Dataset entries
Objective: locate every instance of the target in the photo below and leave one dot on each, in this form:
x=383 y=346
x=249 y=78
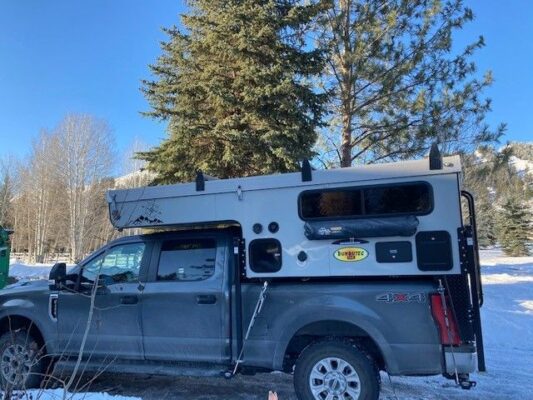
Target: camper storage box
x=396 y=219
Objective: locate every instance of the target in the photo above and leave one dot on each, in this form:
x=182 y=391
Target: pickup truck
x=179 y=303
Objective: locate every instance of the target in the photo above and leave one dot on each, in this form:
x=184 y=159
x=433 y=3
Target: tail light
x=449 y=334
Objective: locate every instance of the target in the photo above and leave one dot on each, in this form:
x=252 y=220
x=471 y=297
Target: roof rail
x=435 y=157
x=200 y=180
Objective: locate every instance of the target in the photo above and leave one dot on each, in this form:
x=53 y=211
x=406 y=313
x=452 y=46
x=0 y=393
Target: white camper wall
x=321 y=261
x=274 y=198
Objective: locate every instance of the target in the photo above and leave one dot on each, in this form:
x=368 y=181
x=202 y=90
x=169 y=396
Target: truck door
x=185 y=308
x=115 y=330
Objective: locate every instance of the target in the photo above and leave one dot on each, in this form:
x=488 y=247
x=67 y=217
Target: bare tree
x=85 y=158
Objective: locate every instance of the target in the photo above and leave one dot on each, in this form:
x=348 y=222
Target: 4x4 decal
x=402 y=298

PROBLEM DETAILS> All the records need to be repeated exactly, with the images dropped.

ANSWER TO THIS TASK>
Objective: locate every instance of the target in the photo below and leave one dot on each, in this form:
x=383 y=346
x=249 y=78
Target: camper storage box
x=396 y=219
Objective: locate every instance of the target in the photo above and leave one dot on each, in this form:
x=182 y=391
Target: pickup truck
x=179 y=303
Objective: locate every instance of the target in the photo above and leave one dot on each, in this form:
x=184 y=159
x=433 y=3
Target: tail light
x=449 y=334
Objective: locate every instance of the target in the photo above and leave one dot on each, in this form:
x=252 y=220
x=471 y=297
Target: roof rail
x=435 y=157
x=200 y=180
Objective: locate every instance of the target in the photo above and leave one dot on each, in this form:
x=53 y=211
x=406 y=313
x=452 y=46
x=0 y=393
Target: white camper wall
x=321 y=261
x=274 y=198
Objective: locate every instance of the target in the photo above and leave one dot on each, in this form:
x=368 y=181
x=202 y=90
x=169 y=396
Target: truck door
x=185 y=308
x=115 y=330
Objective: locate every instance of the target in the photo above and leave one dot on each, in this form:
x=488 y=247
x=67 y=217
Target: bare tree
x=85 y=158
Objective: locate every instance of the target in the photo above and leave one dot on each, in this form:
x=348 y=222
Target: 4x4 decal
x=402 y=298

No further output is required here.